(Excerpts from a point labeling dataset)
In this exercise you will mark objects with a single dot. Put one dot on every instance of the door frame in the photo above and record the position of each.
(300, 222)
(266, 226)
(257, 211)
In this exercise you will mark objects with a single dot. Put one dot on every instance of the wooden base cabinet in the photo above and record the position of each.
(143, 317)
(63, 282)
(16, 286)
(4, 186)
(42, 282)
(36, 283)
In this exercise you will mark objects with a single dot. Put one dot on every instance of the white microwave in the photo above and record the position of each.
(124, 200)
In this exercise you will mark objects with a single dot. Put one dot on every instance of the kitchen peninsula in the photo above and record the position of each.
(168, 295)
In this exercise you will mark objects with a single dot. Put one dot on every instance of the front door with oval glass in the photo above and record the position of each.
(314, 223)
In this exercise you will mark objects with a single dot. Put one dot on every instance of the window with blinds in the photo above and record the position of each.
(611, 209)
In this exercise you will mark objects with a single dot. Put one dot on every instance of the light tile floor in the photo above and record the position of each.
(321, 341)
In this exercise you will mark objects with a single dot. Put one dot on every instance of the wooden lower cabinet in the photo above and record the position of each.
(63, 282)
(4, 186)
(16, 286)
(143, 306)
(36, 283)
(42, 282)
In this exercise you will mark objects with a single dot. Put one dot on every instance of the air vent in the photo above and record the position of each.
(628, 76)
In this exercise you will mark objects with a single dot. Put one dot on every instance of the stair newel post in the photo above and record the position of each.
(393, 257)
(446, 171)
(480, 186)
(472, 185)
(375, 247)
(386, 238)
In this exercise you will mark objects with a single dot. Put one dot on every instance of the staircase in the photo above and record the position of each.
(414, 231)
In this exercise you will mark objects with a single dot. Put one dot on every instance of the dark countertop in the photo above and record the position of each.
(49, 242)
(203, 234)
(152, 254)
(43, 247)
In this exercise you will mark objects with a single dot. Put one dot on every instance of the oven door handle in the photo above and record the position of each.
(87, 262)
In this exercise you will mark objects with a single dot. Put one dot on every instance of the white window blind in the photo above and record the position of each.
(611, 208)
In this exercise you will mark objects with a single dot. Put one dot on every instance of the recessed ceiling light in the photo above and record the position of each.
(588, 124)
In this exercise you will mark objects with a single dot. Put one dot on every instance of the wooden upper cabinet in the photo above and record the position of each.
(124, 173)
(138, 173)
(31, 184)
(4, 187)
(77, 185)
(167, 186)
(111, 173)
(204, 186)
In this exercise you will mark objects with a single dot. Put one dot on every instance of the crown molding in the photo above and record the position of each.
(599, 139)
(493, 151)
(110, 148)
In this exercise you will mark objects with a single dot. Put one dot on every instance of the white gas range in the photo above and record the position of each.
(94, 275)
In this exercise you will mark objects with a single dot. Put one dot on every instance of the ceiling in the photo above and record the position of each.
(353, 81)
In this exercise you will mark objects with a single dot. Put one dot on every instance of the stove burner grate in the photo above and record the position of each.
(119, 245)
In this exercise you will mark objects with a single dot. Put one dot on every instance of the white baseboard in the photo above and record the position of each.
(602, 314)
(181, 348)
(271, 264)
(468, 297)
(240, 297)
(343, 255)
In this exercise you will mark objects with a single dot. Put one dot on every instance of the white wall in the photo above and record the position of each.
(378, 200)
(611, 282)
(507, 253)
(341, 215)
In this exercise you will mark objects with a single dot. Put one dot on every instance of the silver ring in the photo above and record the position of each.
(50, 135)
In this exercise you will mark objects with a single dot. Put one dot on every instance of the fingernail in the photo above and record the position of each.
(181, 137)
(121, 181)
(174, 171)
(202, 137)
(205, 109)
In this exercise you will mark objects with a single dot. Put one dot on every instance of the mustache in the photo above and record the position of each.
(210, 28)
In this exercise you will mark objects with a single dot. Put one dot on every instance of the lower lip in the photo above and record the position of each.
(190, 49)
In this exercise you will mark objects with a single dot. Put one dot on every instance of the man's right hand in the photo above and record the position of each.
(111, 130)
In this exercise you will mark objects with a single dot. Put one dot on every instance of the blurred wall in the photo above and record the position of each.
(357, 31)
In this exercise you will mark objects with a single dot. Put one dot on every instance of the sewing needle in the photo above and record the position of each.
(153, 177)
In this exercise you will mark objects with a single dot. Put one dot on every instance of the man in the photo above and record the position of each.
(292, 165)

Task prompt:
Copy out all of the lines above without changing anything.

The response:
In this exercise you will mark objects with a single dot. Put one dot on every instance of the door frame in the photo above and record the position of each.
(300, 222)
(266, 226)
(257, 211)
In this exercise you will mark objects with a single dot. Put one dot on every instance of the wooden base cabinet in the photo above and record the position of each.
(143, 317)
(63, 282)
(16, 286)
(4, 186)
(42, 282)
(36, 283)
In this exercise you will mark objects with a single dot. Put one dot on every instance of the white microwave in the photo above and record the position of each.
(124, 200)
In this exercise you will mark objects with a single dot. Put one dot on every instance of the kitchen peninsula in the photo above and record the position of each.
(168, 295)
In this exercise you will mark objects with a single dot. Put one dot on every instance of the front door with oval glass in the photo above and record the position of each.
(314, 223)
In this exercise you will mark objects with a single dot. Put one dot on every instance of the window with blinds in the photo above and record the position of each.
(611, 209)
In this exercise you will mark objects with a single dot. Put one dot on every instance of the light tile floor in the photo above and record the position of each.
(321, 341)
In this exercise you will mark objects with a single dot. Put one dot on every instance of the wooden lower cabinet in the photo above and record the position of each.
(63, 282)
(4, 186)
(16, 286)
(143, 306)
(36, 283)
(42, 282)
In this exercise you will mark objects with a single dot. Put one dot on every instance of the air vent in the photo above and record the position of each.
(628, 76)
In this exercise you will mark objects with a single dot. Put one dot on every instance of the stair newel post in the photo above and record the position of each.
(393, 257)
(446, 171)
(480, 186)
(472, 185)
(375, 247)
(386, 238)
In this exercise you will mark objects with a single dot. Put one dot on every instance of the staircase in the photo above and record the position of each.
(414, 231)
In this exercise you will mark objects with a single dot. Put one dot on every instance of the dark countertop in the photo above and record the position of each.
(49, 242)
(203, 234)
(152, 254)
(43, 247)
In this exercise you will mark objects with a single dot. Put one dot on every instance of the oven door handle in the photo above and record the position of each.
(87, 262)
In this exercise you will mark objects with a single dot. Put one dot on every instance of the white window blind in the photo above and record the position of each.
(611, 208)
In this exercise you will mark objects with a single dot. Put one dot on every instance of the recessed ceiling light in the photo above and record the position of each.
(588, 124)
In this exercise you will mark objects with a single dot. Put one dot on every instance of the wooden upper cabinet in the photo above and record the position of each.
(124, 173)
(138, 173)
(31, 184)
(4, 187)
(77, 185)
(167, 186)
(111, 173)
(204, 186)
In this exercise you will mark objects with a single dot. Put one dot on every instance of the crown molding in the photo above and record the position of each.
(599, 139)
(493, 151)
(110, 148)
In this exercise you will mark objects with a single dot. Put one dot on every instance of the white gas range in the photo above and record the position of each.
(94, 275)
In this exercise you will mark objects with a single dot. Put one dot on every instance of the ceiling in the photo above and record the position of each.
(353, 81)
In this exercise you will mark objects with a single dot. Put one dot on every instance of the stove burner grate in the photo above and record the position of each.
(119, 245)
In this exercise you will mark objects with a single dot. Put one dot on every instance of the white baseboard in the photo above and record the position of each.
(602, 314)
(181, 348)
(271, 264)
(468, 297)
(240, 297)
(343, 255)
In this exercise you will mark objects with a single dot. Put one dot on every instance of the white wall in the photo above and record the position of each.
(378, 200)
(611, 282)
(507, 253)
(341, 215)
In this exercise you will mark objects with a single dot. Put one dot on every instance of the silver ring in the photo above and record the position of each.
(50, 135)
In this exercise you will mark objects with a single dot. Put one dot on every instance of the fingernail in the photo above and record the position of each.
(181, 137)
(121, 181)
(174, 171)
(202, 137)
(205, 109)
In this exercise you will mark objects with a single dot. Put one dot on every instance of the mustache in the photo above and record the position of each.
(210, 28)
In this exercise you will mark objects with a single dot. Put one dot on every instance of the lower lip in the photo above and record the position of each.
(190, 49)
In this exercise you will mark objects with a single dot. Put one dot on every instance of the man's right hand in the photo above and record the position of each.
(111, 130)
In this exercise you will mark objects with a single dot. Put one dot on every instance of the blurred wall in the photo above and record the position of each.
(357, 31)
In this exercise you will mark objects with a single dot. Put one dot on every instance of the sewing needle in the photo above and record the position of each.
(153, 177)
In this exercise you will mark objects with a single dot. Put one dot on every instance of the man in the photo above and record the position of each.
(292, 165)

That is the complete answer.